__What the task requires__.
Copy every line from the one containing "outline blue polo shirt, every instance" down to the end of the material, offsetting each number in the SVG output (viewBox values and path coordinates) by +47 and leaving all other lines unchanged.

__Supplied material__.
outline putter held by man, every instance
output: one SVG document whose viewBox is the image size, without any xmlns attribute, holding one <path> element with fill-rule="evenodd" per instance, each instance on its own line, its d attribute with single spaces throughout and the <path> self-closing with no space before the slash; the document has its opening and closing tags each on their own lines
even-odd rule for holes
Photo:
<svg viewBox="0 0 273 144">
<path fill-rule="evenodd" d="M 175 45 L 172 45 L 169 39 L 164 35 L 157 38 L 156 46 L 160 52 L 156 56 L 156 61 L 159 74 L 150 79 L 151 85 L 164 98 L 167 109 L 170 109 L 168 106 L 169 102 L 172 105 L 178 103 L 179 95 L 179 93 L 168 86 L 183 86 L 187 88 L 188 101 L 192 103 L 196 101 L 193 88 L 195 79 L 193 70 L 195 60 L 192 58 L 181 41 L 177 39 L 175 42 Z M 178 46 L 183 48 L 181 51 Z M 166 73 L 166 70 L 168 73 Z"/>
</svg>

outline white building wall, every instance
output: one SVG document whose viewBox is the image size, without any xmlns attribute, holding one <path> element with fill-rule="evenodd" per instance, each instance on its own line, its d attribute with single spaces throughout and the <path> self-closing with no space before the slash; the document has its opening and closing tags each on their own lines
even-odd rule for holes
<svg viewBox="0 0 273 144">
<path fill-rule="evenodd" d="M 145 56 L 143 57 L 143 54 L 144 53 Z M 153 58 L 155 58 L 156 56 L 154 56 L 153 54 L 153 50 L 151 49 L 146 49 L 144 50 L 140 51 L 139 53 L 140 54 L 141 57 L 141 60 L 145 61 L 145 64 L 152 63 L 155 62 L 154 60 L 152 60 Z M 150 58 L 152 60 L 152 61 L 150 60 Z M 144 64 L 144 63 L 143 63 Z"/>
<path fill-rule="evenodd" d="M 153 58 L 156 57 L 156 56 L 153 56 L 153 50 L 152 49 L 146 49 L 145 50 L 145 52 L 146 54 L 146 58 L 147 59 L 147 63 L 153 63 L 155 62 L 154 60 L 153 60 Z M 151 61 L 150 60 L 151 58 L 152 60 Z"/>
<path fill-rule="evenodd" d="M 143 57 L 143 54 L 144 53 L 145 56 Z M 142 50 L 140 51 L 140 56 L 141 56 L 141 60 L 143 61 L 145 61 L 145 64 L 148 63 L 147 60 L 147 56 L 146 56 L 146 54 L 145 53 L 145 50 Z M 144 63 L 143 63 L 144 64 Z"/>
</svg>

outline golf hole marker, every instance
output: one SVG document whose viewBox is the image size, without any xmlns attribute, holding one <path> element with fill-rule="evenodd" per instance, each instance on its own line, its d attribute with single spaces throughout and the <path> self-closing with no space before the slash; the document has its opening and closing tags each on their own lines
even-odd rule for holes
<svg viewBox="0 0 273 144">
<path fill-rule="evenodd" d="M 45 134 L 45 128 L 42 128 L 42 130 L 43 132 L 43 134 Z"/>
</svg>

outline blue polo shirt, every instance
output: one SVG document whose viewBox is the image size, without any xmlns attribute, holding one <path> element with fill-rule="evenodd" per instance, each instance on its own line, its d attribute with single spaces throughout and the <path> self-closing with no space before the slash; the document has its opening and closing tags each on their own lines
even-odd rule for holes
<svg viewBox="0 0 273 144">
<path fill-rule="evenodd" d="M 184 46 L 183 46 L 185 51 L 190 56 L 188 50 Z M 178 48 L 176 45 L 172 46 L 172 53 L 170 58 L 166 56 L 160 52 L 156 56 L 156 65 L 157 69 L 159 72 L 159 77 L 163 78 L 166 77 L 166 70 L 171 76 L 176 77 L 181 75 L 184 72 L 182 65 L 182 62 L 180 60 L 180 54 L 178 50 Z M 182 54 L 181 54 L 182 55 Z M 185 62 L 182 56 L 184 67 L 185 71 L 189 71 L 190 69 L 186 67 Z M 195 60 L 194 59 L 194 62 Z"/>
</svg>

__In response__.
outline blue polo shirt, every instance
output: one SVG document whose viewBox is the image size, without any xmlns attribute, holding one <path> element with fill-rule="evenodd" per instance, each instance on its own line, its d attribute with single spaces throughout and the <path> self-closing with no space before the slash; the document has its opening and closing tags each on their own lines
even-odd rule for holes
<svg viewBox="47 47 320 191">
<path fill-rule="evenodd" d="M 231 93 L 230 93 L 232 98 L 237 103 L 235 97 Z M 225 95 L 223 92 L 219 93 L 219 100 L 217 105 L 213 103 L 207 99 L 203 103 L 203 112 L 204 116 L 206 119 L 206 124 L 210 125 L 213 124 L 213 117 L 218 123 L 223 124 L 228 122 L 231 119 L 229 112 L 229 109 L 227 107 L 227 101 L 225 97 Z M 229 101 L 228 101 L 229 102 Z M 232 109 L 229 103 L 231 114 L 232 118 L 236 118 L 237 116 L 233 114 Z M 242 107 L 241 106 L 241 109 Z"/>
</svg>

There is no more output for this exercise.